About this exercise:
Copy every entry exactly.

[Data entries]
● ● ●
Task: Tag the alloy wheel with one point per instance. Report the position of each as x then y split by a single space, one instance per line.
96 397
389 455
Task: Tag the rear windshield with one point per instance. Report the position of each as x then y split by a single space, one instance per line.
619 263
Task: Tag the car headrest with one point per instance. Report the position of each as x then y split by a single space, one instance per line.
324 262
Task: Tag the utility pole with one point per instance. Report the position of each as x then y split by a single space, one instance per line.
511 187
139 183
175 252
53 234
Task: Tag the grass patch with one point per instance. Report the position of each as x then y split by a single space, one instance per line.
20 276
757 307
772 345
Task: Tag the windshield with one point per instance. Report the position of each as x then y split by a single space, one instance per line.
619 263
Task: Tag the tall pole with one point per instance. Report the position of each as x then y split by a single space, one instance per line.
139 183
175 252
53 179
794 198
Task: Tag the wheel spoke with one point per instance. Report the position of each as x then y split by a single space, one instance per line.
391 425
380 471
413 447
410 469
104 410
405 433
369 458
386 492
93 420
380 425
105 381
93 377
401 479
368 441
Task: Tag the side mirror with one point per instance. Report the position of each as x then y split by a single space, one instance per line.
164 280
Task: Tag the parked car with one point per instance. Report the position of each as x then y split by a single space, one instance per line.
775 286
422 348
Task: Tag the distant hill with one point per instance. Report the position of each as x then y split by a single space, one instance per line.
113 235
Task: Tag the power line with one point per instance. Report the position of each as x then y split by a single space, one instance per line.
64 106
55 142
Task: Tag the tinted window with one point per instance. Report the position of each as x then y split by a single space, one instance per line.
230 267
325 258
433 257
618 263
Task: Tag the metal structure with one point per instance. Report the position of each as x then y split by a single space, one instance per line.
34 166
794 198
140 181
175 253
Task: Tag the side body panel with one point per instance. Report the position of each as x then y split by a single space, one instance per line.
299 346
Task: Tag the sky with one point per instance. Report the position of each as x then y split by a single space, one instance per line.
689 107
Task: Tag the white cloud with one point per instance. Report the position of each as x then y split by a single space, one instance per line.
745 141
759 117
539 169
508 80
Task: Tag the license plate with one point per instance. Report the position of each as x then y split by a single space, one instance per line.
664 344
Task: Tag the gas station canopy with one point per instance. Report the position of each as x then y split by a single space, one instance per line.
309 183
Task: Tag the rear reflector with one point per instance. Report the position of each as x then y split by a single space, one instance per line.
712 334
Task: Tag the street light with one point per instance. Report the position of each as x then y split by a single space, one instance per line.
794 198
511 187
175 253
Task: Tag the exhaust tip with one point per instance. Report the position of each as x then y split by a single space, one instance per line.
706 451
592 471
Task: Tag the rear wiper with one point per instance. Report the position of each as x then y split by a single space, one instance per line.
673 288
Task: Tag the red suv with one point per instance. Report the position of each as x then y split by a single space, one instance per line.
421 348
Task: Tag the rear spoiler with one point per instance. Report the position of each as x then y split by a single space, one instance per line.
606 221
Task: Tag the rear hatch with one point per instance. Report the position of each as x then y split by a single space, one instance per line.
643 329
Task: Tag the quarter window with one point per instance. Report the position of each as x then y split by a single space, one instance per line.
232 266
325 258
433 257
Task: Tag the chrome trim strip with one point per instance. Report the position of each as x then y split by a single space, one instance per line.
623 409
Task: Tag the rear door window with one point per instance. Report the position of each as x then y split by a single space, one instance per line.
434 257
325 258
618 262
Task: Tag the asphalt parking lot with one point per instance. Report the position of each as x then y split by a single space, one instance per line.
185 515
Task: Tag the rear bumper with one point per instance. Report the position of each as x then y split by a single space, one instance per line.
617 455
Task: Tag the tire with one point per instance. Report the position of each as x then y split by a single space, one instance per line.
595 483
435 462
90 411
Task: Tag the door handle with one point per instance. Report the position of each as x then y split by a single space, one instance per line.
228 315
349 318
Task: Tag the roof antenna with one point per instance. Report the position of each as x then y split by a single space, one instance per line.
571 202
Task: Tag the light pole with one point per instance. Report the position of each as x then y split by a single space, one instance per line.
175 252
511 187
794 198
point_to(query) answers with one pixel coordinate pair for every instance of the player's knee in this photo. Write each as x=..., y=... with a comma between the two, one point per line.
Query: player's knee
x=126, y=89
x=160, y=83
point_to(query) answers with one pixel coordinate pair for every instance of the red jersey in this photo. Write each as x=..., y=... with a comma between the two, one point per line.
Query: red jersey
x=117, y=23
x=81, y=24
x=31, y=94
● ● ●
Solution for this problem:
Task: Tag the alloy wheel with one point per instance. Report the position of each as x then y split by a single space, one instance per line.
96 397
389 455
Task: Tag the rear windshield with one point per instance. Report the position of each as x then y split by a single space, one instance per line.
619 263
Task: Tag the car headrest with one point per instance. Report the position of each as x then y split by a single space, one instance per line.
324 262
Task: Tag the utility pole with one point per instance. Report the position of each as x then y split by a single space, one instance per line.
511 187
139 183
175 252
53 234
Task: Tag the grass patch with one point per instance. Report the position of each as x then y split by a single space, one instance per line.
20 276
757 307
772 345
Task: Tag the windshield with one point per instance. Report the position of each as x then y split by a single space, one instance per line.
619 263
Task: Tag the tall pole with one point per instance. Report the position of each as x then y split by a single space, one instance per line.
139 183
175 252
53 179
794 198
Task: Tag the wheel spoke with one point per instance. Report the position of each as x then y split by a single space, one instance per line.
391 425
380 471
413 447
410 469
104 410
405 433
369 458
386 492
93 420
380 425
105 381
93 377
401 479
368 441
Task: Tag the side mirror with one point per instance. Report the position of each as x then y split by a single space, one instance per line.
164 280
Task: Tag the parked car with one point per instance. Report the position of each as x then y split by a single space, one instance per line.
775 286
422 348
Task: Tag the distant hill with one point per instance. Report the position of each as x then y split by a single space, one instance per line.
113 235
Task: Tag the power line with one point per instance. Report the position of each as x then y split by a single space, one instance per line.
64 106
55 142
Task: Tag the tinted window with one point per instance. Report the position of each as x then y split by a single space, one instance per line.
230 267
325 258
433 257
618 263
Task: Tag the metal structure with one point per instance. Report the position of each as x then y split by a single space, one instance per line.
34 166
794 198
140 181
175 253
Task: Tag the side body panel with one point per instance. Report the position of each as x then y split by a single space, one instance per line.
299 346
Task: Tag the sky with one point per instance. Report the position of each as x then y split by a single space, one instance per line.
689 107
Task: Tag the white cloud with one point per instance. Report the position of each as x then y split by a single space, one instance per line.
745 141
759 117
539 169
508 80
Task: Tag the license plate with one point per instance. Report the position of each as x then y split by a single space, one instance per line.
664 344
Task: Tag the gas station canopy with one point per instance. Report the position of each as x then y split by a single space, one instance per line.
309 183
Task: Tag the rear reflector with one point per instance. Report the position of each as x then y split by a single space, one instance per line.
712 334
Task: Tag the street light with one point per instance. Report the position of each as x then y split by a single space, one instance per line.
794 198
511 187
175 253
Task: Tag the exhaust tip with one point per instance. Report the position of each as x then y split by a single space, one instance per line.
706 451
592 471
Task: Tag the rear wiper with one point per instance. Report the position of each as x then y split by a single space, one instance per line.
673 288
Task: Tag the red suv with one point per instance. Report the position of each as x then y split by a single space, one instance per line.
421 348
Task: Tag the rear spoiler with one point per instance. Report the position of each as x then y split by a single space, one instance per line.
606 221
Task: Tag the rear hatch with one point per instance. Report the position of each as x then y split by a single space, one instance per line.
643 329
Task: Tag the quarter window with one point per instance. Report the position of each as x then y split by a single space, one instance per line.
232 266
325 258
433 257
Task: Tag the chrome trim strip with one point per instance. Report the position of each as x then y split by a single space, one instance per line.
623 409
Task: Tag the rear door window with one point per instance. Report the position of each as x then y split by a single space, one instance per line.
434 257
325 258
618 262
Task: Tag the asphalt parking lot with one point per instance. Report the position of each as x then y split by a single space, one instance per line.
185 515
Task: Tag the rear bumper with one point per instance. Report the position of each as x then y split by a single space, one instance per line.
617 455
Task: Tag the tire with one point per instance. Report the position of each as x then y split by a single space, one instance per line.
595 483
435 462
90 411
Task: Tag the door handle with one point per instance. Report the position of each as x then y split by a single space, one instance per line.
228 315
349 318
Task: Tag the roof antenna with one point per instance. Report the position of each as x then y split by a single space, one instance per line.
571 202
Task: Tag the light pole with one point per instance. Report the position of each as x then y split by a single space, one instance per line.
175 252
511 187
794 198
point_to(query) answers with one pixel coordinate pair for every instance of the player's knee in this photo. Write each as x=..., y=... with a comma between the two, one point per line.
Query: player's knee
x=126, y=89
x=160, y=83
point_to(query) answers with one pixel coordinate pair for every instance of the red jersey in this photo. Write each as x=..., y=... with a comma between the two, one point per line.
Query: red jersey
x=117, y=23
x=81, y=24
x=31, y=94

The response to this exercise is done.